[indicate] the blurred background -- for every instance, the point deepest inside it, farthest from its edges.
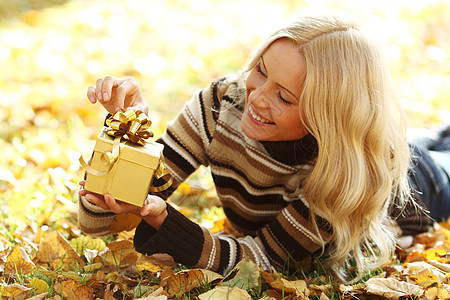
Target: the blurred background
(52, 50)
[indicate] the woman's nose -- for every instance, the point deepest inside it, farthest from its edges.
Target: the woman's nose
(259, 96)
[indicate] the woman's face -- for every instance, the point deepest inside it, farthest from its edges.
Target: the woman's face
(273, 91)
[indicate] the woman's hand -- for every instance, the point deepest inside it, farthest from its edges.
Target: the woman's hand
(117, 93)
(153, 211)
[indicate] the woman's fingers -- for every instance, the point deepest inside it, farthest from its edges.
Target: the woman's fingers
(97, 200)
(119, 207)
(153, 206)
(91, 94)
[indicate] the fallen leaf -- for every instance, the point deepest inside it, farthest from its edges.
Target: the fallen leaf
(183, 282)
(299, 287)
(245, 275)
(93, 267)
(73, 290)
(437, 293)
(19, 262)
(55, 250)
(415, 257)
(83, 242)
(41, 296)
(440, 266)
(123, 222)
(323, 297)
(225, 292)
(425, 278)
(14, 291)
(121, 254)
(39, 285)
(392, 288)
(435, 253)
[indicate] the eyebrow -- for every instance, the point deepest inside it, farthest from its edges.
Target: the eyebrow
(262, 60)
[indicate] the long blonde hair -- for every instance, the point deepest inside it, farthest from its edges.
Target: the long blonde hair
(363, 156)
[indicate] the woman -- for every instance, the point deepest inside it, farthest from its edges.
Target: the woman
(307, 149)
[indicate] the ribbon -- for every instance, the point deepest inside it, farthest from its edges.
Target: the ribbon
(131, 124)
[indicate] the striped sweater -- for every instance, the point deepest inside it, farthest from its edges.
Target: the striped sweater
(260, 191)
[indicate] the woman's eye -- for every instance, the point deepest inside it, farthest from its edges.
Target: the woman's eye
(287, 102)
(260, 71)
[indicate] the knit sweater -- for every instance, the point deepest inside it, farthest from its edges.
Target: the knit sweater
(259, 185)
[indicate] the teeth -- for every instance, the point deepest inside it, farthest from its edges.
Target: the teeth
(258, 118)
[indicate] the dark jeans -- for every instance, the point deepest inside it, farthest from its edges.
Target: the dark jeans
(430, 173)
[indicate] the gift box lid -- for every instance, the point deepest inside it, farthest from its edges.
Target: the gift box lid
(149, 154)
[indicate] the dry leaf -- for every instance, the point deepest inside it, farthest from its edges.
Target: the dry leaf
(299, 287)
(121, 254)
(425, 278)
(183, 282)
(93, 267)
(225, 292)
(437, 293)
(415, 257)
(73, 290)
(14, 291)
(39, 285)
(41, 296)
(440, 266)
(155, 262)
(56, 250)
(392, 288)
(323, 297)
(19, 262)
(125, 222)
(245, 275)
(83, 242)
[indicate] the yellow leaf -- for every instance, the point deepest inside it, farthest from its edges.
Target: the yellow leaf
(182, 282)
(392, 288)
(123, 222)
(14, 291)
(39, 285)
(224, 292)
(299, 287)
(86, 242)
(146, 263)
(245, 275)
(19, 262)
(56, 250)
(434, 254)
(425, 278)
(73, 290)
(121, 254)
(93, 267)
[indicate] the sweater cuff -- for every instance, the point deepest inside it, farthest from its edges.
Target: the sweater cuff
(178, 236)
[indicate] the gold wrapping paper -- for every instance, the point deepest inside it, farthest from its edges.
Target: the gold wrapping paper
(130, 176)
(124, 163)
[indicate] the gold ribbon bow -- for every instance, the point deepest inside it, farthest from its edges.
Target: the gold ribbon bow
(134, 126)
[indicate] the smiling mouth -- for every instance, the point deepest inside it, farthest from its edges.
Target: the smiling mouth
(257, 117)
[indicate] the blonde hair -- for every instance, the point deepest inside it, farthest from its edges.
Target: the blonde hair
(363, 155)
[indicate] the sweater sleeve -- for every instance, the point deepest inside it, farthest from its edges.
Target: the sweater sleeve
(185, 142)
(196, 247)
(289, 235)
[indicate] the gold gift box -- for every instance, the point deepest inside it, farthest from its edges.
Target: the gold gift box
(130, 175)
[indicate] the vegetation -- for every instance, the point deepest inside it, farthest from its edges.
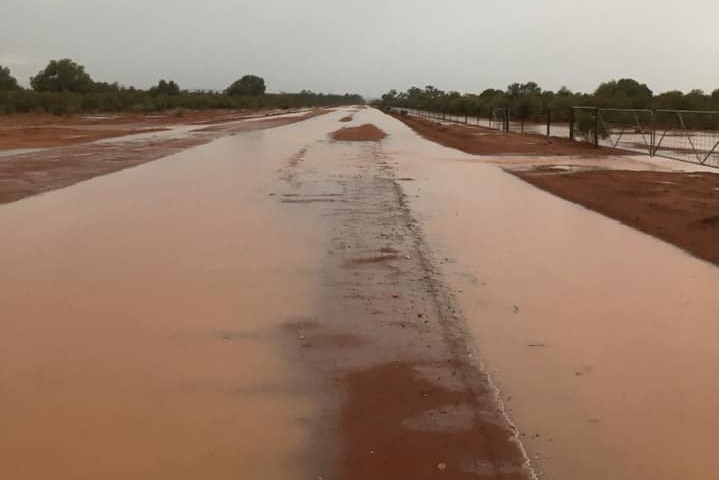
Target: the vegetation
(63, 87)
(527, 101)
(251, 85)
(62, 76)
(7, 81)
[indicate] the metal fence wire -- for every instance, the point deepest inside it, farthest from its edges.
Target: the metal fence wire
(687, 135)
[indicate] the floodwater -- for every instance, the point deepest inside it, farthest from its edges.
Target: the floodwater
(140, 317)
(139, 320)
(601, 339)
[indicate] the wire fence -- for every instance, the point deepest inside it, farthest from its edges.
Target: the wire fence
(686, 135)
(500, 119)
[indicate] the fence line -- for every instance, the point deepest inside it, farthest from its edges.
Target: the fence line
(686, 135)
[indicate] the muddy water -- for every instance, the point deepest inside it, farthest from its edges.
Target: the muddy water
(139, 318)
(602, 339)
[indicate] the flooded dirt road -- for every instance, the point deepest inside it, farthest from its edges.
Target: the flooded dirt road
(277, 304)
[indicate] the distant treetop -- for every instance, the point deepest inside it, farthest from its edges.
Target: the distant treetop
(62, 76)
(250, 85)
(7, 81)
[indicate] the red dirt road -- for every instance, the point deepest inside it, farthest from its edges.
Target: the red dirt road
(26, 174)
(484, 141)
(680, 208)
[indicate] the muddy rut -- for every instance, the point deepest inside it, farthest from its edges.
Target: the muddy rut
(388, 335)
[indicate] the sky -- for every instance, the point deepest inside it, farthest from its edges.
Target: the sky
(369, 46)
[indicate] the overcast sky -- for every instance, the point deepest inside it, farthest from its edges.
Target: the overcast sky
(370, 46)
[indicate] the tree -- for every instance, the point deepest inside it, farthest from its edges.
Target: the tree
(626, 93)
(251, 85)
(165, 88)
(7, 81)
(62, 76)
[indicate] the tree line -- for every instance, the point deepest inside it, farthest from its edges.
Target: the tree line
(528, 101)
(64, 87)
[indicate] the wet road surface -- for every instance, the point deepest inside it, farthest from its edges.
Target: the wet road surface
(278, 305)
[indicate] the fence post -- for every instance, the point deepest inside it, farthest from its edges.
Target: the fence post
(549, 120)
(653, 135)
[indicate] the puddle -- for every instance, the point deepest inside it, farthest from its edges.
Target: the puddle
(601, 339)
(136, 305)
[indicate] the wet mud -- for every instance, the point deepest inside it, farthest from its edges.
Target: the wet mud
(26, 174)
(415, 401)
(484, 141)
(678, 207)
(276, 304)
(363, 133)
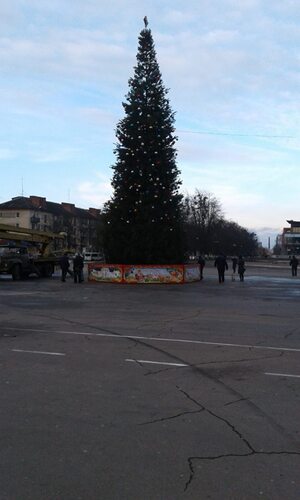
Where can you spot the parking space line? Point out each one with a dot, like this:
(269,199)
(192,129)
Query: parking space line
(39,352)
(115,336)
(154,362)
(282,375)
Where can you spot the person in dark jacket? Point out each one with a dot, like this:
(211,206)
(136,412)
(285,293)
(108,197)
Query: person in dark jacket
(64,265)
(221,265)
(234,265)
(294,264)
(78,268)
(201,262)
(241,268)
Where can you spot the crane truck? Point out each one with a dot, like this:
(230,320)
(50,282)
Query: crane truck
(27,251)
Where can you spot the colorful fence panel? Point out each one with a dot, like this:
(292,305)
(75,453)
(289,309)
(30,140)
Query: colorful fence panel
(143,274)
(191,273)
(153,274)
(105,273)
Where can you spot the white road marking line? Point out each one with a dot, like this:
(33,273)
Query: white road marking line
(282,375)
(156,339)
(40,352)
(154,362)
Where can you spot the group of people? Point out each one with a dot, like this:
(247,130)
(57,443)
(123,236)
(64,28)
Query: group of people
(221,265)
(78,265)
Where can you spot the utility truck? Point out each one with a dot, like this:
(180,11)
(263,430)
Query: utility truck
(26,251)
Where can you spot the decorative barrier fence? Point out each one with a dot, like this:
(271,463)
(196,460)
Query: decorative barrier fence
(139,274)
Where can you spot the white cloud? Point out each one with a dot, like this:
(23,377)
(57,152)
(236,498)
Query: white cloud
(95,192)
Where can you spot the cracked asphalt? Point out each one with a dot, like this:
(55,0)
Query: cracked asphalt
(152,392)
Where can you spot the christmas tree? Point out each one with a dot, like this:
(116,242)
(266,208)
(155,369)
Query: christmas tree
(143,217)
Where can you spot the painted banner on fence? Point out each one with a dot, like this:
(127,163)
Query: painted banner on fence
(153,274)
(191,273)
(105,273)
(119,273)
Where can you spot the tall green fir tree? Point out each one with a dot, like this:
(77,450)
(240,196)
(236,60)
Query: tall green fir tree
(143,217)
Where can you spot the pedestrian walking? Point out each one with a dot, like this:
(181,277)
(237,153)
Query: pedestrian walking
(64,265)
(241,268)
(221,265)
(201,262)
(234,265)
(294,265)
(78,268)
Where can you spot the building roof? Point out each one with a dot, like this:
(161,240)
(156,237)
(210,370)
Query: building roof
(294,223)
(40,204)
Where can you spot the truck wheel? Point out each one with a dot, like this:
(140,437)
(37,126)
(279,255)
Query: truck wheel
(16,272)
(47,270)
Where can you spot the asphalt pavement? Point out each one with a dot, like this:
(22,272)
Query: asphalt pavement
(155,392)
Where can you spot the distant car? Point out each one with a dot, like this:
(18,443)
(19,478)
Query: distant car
+++++
ACTION ITEM:
The reply should hold only the lines of the listing above starting at the line containing "Target: the woman's face" and ending at the line containing "[indicate] the dry", exactly as written.

SOLUTION TO THE EXERCISE:
Target: the woman's face
(273, 91)
[indicate] the woman's hand -- for every instance, the point deepest inside it, farthest from its edges.
Target: the woman's hand
(117, 93)
(153, 211)
[indicate] the woman's fingers -- for every instance, the point deepest inside it, farthest from its edges.
Target: the woman's fingers
(97, 200)
(119, 207)
(153, 206)
(91, 94)
[indicate] the fallen leaf -- for every instance, the point deepest inside it, farthest from its edges.
Target: the fallen leaf
(183, 282)
(299, 287)
(245, 275)
(93, 267)
(73, 290)
(437, 293)
(19, 262)
(55, 250)
(415, 257)
(83, 242)
(41, 296)
(440, 266)
(123, 222)
(323, 297)
(225, 292)
(425, 278)
(14, 291)
(121, 254)
(39, 285)
(392, 288)
(435, 253)
[indicate] the eyebrow -- for every instance, the point deepest inside it, farthest from its edges.
Target: the eyebrow
(262, 60)
[indicate] the long blonde hair -- for every instance, the point deepest inside it, farthest from its edges.
Target: the long blonde hair
(363, 156)
[indicate] the woman -- for every instance, the point deepest inside it, farthest from its edges.
Target: the woman
(307, 149)
[indicate] the ribbon -- for every instance, the point deepest inside it, farthest from its edges.
Target: the ribbon
(131, 124)
[indicate] the striped sweater -- for every instance, the point deepest inside it, farthest from its edges.
Target: the striped sweater
(260, 191)
[indicate] the woman's eye -- for every instance, the point deepest inside it, farthest from its edges.
Target: the woman's eye
(287, 102)
(260, 71)
[indicate] the knit sweater -- for every instance, the point deepest inside it, farthest from its edges.
Target: the knit sweater
(259, 185)
[indicate] the teeth -- for every instance, the point deepest inside it, farthest from its edges.
Target: the teeth
(258, 118)
[indicate] the dark jeans -- for every instance, the point deepest inside it, farthest from its edges.
Target: the dark jeans
(430, 173)
[indicate] the gift box lid -- for every instance, the point deepest inside it, farthest from its edges.
Target: the gift box lid
(149, 154)
[indicate] the dry leaf -- for every instance, the point deepest inside it, farthest from its edges.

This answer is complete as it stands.